◆ Reading passage:
□ □ □ □ □

Mini-unit
Subtopic: Diwali-Hindu New Year
Grade level: 4-6
Author: J. Madoc Powell

Background:

 

There are over 450 million people consider who themselves to be Hindus. India is

populated by the majority of these individuals. About 84 percent of the population in India is

Hindu. Hinduism is a very broad religion, full of many different beliefs, practices, and followers.

Even with many diverse forms of worship, Hindus share a peaceful coexistence with each other.

 

Although many Hindus claim to have a common history, there does not seem to be any

main doctrinal guidelines to Hinduism. Nor does this religion have a standard set of scripture. A

set of writings that are commonly looked upon as containing valued information are call the

Vedas. The Vedas were said to have been created around 1500-1200 B. C. The original Vedas

were written in a very old form of Sanskrit. These writings center on themes such as theology,

mythology, ritual, laws, social order, and many other topics. Most of the mythology and religion

found in Hinduism comes from two great Sanskript epics, the Mahabharata and the Ramayana,

which are said to have been written between 400 B. C. and 400 A. D.

 

Hinduism theology varies greatly. For the most part, it would be said to fall into the

category of polytheism. Individuals worship a variety of gods and goddesses. Some of the main

deities of the Hindu religion are Vishnu, Shiva, Kali, and Lakshmi. On the other hand, some

could consider Hinduism to be monotheistic. There are those who seek a oneness with the

universe, or Brahma. These individuals seek to rise above good and evil, pleasure and pain, and

joy and sorrow. So, it appears that Hinduism grants a lot of freedom to those who wish to call

themselves Hindus.

□ □ □ □ □

◆ Given information:

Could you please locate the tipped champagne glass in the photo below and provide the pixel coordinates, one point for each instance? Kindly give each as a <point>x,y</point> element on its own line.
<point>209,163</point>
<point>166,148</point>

□ □ □ □ □

◆ Problem description: Extend the background passage on Hinduism, picking up right after its final sentence. The lines above have no connection to the background passage on Hinduism.

◆ Response below:
 

Although there is not a set religious leader at the head of all those who claim Hinduism,

there is a set caste system. This system places all Hindus into one of five social categories. There

are strict rules about how to interact with members of a different caste. The Brahmans are at the

top of the caste system. These people are the priests and scholars. Second, the Kshatriyas, or

temporal rulers, are the next most respected members of society. Members of the middle cast are

called the Vaishyas and consist of the common people, merchants, and artisans. The second to

the last group is called Sudras. These people are usually servants. At the bottom of the caste

system are found the Panchamas, or untouchables. These people are outcasts and make up as

much as 20 percent of the Hindu community.

 

A Hindu's duty involves following his caste's guidelines and honoring the gods. One of the

ways Hindus honor their gods is to observe the ceremonies and festivals associated with their

chosen deity. Some Hindus give alms, take vows, or go on pilgrimages at special times during the

year. One important festival observed by many Hindus is the festival of Diwali, or the Hindu

New Year.

 

Diwali, or sometimes spelled Divali, is celebrated late October or early November.

Lakshmi, the goddess of fortune, is the honored deity of this festival. This is a time to visit friends

and family, clean, and to give gifts and cards. People decorate their homes with flowers and bake

sweet treats. These treats are made into the shapes of flowers, human beings, and animals.

Some people have said that these candies taste similar to maple sugar candy made in the United

States.

 

On this day, many Hindus start the day with a cleansing ritual. After a bath, they then put

on their finest clothing. Most clean house and some even go as far as to white wash their homes

on this day. Flowers are placed as decorations throughout the house. This is because the goddess

Lakshmi loves flowers. Some people build an altar to Lakshmi and decorate it with symbols of

prosperity, cars, homes, and fake money.

 

At night there are usually fireworks displays. Homes are full of light. Traditionally, wicks

burning in mustard oil give off this light. However, candles are also used to light homes.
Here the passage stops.